+++ The records
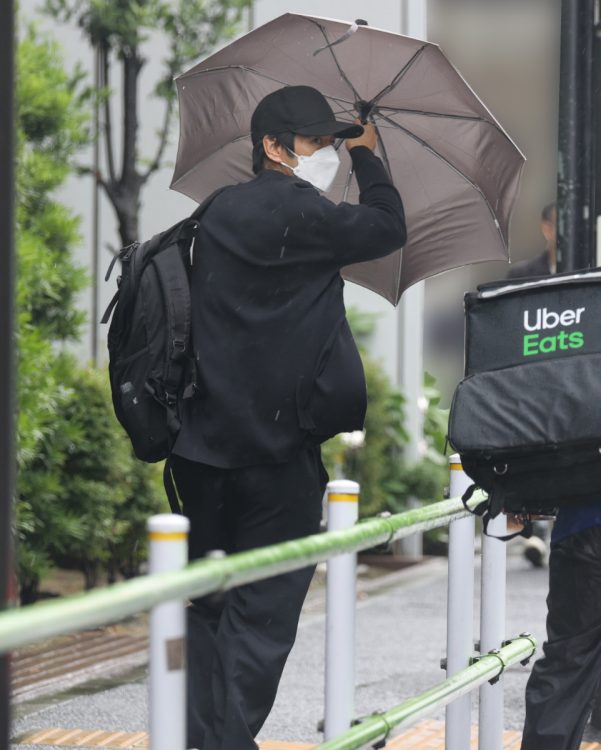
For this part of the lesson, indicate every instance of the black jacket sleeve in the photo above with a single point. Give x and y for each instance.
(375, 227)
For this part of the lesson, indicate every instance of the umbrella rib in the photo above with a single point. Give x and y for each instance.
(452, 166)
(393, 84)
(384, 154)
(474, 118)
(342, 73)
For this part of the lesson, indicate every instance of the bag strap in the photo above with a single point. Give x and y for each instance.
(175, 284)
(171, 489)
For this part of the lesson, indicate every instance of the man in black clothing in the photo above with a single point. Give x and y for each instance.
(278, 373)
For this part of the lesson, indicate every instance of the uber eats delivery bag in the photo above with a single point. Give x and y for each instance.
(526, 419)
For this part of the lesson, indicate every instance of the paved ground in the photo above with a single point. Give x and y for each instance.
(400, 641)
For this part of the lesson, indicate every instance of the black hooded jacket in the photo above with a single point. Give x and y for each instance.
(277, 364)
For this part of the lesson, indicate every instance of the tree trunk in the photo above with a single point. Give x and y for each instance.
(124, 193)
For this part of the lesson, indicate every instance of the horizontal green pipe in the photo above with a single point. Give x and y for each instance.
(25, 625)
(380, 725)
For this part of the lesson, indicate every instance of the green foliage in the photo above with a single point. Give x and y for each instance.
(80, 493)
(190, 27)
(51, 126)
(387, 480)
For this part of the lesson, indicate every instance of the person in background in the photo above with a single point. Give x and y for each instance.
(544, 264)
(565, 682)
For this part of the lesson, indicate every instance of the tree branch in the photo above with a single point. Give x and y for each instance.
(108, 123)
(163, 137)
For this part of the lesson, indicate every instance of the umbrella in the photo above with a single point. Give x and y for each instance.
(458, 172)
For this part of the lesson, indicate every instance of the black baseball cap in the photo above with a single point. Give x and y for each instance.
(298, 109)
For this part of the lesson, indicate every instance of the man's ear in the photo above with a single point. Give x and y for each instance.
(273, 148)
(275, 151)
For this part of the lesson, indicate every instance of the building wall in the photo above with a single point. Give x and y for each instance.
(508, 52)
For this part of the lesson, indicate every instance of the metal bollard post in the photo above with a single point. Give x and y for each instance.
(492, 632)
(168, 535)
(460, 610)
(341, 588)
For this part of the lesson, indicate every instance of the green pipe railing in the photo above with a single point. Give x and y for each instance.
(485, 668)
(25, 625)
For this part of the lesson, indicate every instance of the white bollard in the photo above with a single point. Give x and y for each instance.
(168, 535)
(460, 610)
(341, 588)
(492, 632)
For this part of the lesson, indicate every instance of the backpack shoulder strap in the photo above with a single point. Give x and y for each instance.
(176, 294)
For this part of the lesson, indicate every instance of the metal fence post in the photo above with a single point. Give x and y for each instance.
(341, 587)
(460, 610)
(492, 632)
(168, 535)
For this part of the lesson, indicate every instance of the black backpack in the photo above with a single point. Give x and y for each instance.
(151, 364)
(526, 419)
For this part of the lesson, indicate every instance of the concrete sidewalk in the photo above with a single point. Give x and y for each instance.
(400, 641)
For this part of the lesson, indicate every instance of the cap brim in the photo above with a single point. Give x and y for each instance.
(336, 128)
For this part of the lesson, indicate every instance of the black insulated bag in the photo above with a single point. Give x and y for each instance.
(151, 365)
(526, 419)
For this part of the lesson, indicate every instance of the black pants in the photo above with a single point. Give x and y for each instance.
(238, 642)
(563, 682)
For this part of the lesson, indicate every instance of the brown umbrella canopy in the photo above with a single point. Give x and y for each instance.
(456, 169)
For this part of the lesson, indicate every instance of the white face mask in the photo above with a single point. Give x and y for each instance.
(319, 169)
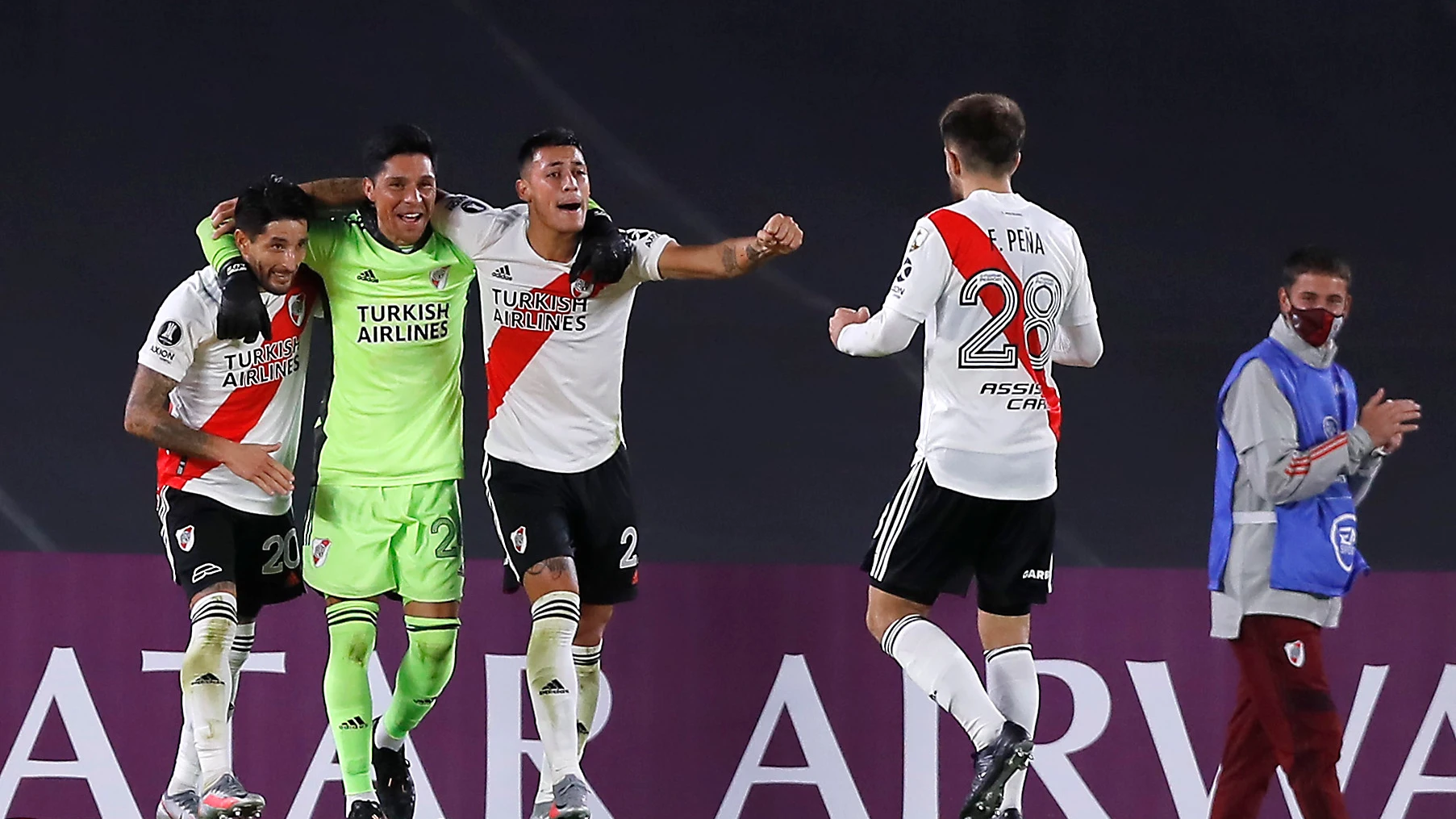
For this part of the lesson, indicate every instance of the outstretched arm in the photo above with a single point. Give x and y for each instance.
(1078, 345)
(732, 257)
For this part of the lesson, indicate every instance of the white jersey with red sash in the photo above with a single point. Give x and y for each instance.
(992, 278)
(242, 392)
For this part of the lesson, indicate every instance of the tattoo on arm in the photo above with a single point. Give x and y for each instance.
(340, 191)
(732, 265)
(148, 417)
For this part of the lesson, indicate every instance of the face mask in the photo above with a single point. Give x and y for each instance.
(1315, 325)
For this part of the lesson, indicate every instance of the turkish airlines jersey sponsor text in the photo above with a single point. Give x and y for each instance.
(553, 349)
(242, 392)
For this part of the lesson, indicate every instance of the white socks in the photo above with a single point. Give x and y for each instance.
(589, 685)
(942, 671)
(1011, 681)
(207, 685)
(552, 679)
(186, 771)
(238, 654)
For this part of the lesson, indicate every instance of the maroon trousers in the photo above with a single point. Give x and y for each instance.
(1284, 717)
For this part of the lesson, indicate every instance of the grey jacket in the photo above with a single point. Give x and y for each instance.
++++++
▸ What is being asked: Return the records exactly. Don't carry the pictures over.

▸ Answer to this exercise:
For this part of the lesson, indicate every instance of the black jacket sleeve in the photo above with a single point. Give x and y for each instance.
(375, 227)
For this part of the lesson, indicate every instance of the umbrella rib in the photo above with a single point. Give x and y for each instance.
(452, 166)
(393, 84)
(384, 154)
(474, 118)
(342, 73)
For this part of the lesson, indicate every instance of the bag strap in the photo above with a single point. Give x and y for each instance.
(175, 284)
(171, 489)
For this part of the lesson, indicate every instance of the man in black clothing in the photo above with a single point. Give x and y for each instance.
(278, 373)
For this part of the lesson, indicate every instance of the uber eats delivery bag in the photo above with a single point. Give x and y for each instance.
(526, 419)
For this part of the lesson, indicate every instance of the paved ground in the photo above with a single point. Give x and y for each instance.
(400, 641)
For this part of the lesson, indicate every instance of the black hooded jacket in the photo above with a single point. Give x and y for each instance.
(277, 364)
For this part of the lesson, indicate every instance of the tree trunk in the photo above with a single point. Give x and y for each instance.
(124, 193)
For this part of the lesson, indicate every instance of the horizontal green pipe in the photo above with a single point. Give x and y for each instance.
(25, 625)
(380, 725)
For this part of the lesson, indicate every instance of the green foliage in the photo above with a single point. Give x and y for each instance.
(80, 493)
(190, 27)
(51, 126)
(387, 480)
For this part of the lesson, indicate every instance of the person in background in the photo above with a single point. Give x and y for each instance.
(544, 264)
(565, 682)
For this part of the lesson, indicate every instance of the tree branch in the photo above with a single point. Give x and y for each instance.
(108, 123)
(163, 137)
For this part of the lesson, indicate every instance of the umbrella in the photo above with a single point. Give x and y for each instance.
(458, 172)
For this part of the lesson, indicate every instance of the black baseball cap in the photo above with a single point. Give x and y for each instance.
(298, 109)
For this part of the lesson, indicate every instance of the man's ear in the photo above with a single point. Give x and y for each instance.
(273, 148)
(275, 151)
For this part of the lesson, indicate every instance of the building wall in the photo above with a single point. Give x and y for each instance.
(508, 52)
For this part of the lesson, indicate every instance of the metal bollard post in the photo above with a single point. Give x and y for each instance.
(492, 632)
(168, 535)
(460, 610)
(341, 588)
For this part of the lesson, indicate every instance of the green pipe railing in the photo above with a single point. Give x and y for each instance.
(485, 668)
(25, 625)
For this part of the lesson, indicate every instance of the white bollard in the photo above with a single point. Give x and y for each instance.
(168, 535)
(460, 610)
(341, 588)
(492, 632)
For this part of the lesson, indicate every instance of the backpack shoulder strap in the photo above with a single point. Give x and y for each instance.
(176, 294)
For this part of the lesson, indicate every instance of the metal fence post in the photo above with a single point. Give x and y for each instance.
(341, 587)
(460, 610)
(492, 632)
(168, 535)
For this part of the lesson, indicate every instance of the black backpack in the photo above with a single point. Give x and y for each instance.
(151, 364)
(526, 419)
For this part of the lesson, indicate every instance of the concrete sidewalk in the photo above with a single point. Give x and y for each instance.
(400, 641)
For this part of the lesson, indicate every instance of the cap brim in the photo above with a single point. Give x and y for each instance.
(336, 128)
For this part of the lesson, indicate every instance of the black insulated bag in the photo above with a single point. Give x and y for each instance.
(151, 365)
(526, 419)
For this part of the lesson, indicate every instance of the black pants in the photo above with a single point. Give x and y for each instance.
(238, 642)
(563, 682)
For this part of the lesson, indicate every instance of the brown umbrella canopy in the photo above with a single point. Give x and y for each instance.
(456, 169)
For this part of the lesson, indicate every instance of the white face mask in the photo above with a single point. Give x and y for each instance.
(319, 169)
For this part of the lesson, indicate every instance of the outstretched arm in the photo above with a single point. Give x and y for each instance.
(1078, 345)
(732, 257)
For this part of the lesson, indicate every instance of the white jersey with red sash in the photo above with a single point. Give x and y for each instance.
(992, 278)
(242, 392)
For this part of the lesson, indicate every instance of the tattoo on arm in the photo above with a single point. Give x and y for each instance.
(340, 191)
(732, 265)
(148, 417)
For this part of the lesson, indicate every instance of the face mask in the photo above with a single point. Give x and y for each instance.
(1315, 325)
For this part of the lesson, indicate every instance of the turkish airlines jersey sponsor text in the photo above with a single point. Give x and y for each instance.
(553, 349)
(242, 392)
For this part of the lesson, indicate every instance of the white socks in the photo above with a single point. Give x and y for each instance.
(589, 685)
(942, 671)
(1011, 681)
(207, 685)
(552, 679)
(186, 771)
(238, 654)
For this part of the lesson, indicate every instance of the maroon trousers in the photo above with a single point. Give x and y for each instance.
(1284, 717)
For this part of the lesson, indicate every instance of the grey jacket in the photo above with a single point. Give x and y for each instance.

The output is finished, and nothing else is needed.